───── Text excerpt

Meetings about Birds and Wildlife

The Wonders of Migration
by Brian Clews

Date: Thursday 17 September 2020 at 19:30


This was a first-time event for the RSPB East Berks Local Group.

We held a speaker meeting for our members using ZOOM as an online meeting system. A total of 25 members joined the meeting to watch Brian Clews give a 60 minute presentation on some interesting aspects of nature migrations.

He dealt mostly with birds, but also included some insects in a fascinating talk. It left participants with the fact that there is a lot we don’t yet understand about migration, especially the mechanisms used by creatures to navigate so precisely.

We think of our summer visitors as “our birds” but some of them only spend 20% of their life in this country so whose birds are they?

Many migrations are the classic north – south routes but migration also occurs from east – west and within the UK. As the country gets warmer some birds, e.g. the blackcap are becoming residents.

──────────

● **Challenge 1**: According to the meeting report, which bird is named as becoming a resident as the country gets warmer?

───── Materials provided

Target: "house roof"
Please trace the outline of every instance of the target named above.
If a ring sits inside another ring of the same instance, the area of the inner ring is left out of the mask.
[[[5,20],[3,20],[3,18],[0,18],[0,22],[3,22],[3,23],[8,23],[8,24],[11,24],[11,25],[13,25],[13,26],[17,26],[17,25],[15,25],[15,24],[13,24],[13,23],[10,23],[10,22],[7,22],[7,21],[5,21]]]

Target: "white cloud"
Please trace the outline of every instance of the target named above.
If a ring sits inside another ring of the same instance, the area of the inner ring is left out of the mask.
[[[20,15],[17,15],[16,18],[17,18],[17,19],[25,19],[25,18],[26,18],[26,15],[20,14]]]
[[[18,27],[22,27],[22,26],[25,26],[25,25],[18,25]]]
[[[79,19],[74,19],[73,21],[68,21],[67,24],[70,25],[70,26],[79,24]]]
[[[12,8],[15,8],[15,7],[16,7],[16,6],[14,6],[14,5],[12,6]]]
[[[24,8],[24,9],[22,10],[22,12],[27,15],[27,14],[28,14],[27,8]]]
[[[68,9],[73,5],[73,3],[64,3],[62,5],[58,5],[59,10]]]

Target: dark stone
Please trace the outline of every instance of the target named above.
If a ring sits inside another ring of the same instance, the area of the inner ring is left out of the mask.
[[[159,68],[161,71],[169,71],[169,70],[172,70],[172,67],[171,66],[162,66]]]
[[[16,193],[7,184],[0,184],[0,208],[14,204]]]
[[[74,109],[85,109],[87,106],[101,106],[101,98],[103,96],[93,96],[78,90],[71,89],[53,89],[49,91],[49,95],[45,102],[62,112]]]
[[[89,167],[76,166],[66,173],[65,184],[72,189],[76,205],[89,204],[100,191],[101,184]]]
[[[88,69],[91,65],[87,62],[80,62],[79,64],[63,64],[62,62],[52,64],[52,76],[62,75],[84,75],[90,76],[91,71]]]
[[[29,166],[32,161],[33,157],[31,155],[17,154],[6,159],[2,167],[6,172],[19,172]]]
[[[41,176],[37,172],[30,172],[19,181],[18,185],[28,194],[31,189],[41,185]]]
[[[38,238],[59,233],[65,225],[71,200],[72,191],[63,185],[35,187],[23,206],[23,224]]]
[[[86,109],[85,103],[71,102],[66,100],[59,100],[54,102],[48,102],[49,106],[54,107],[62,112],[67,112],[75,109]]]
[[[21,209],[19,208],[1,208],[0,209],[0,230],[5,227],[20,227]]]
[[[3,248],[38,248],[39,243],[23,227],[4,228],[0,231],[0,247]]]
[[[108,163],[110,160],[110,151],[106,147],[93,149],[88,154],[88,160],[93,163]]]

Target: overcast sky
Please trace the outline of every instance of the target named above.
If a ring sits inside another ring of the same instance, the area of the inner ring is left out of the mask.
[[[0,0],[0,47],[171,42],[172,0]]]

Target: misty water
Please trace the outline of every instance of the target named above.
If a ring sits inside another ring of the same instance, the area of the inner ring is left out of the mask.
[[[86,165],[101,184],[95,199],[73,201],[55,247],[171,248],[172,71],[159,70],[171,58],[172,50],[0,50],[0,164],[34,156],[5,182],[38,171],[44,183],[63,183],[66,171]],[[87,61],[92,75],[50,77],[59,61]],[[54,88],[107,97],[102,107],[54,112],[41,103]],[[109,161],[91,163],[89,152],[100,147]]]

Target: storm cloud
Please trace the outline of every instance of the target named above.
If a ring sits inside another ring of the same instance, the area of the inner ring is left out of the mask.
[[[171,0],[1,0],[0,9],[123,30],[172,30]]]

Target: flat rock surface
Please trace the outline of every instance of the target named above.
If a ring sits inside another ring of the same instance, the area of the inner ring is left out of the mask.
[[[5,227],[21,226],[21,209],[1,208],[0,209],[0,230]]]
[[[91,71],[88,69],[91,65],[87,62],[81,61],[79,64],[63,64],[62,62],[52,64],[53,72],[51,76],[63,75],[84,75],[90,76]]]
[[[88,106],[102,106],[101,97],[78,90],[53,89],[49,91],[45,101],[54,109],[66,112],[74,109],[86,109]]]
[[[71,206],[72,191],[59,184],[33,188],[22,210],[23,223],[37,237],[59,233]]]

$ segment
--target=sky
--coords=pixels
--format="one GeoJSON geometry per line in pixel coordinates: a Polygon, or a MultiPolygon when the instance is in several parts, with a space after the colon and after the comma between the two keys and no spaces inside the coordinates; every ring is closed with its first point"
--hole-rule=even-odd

──────────

● **Challenge 2**: Return each line from the rows above that contains the string "cloud". Case counts, so match it only where the letters are in the same case.

● **Exercise result 1**: The blackcap.

● **Exercise result 2**:
Target: "white cloud"
Target: storm cloud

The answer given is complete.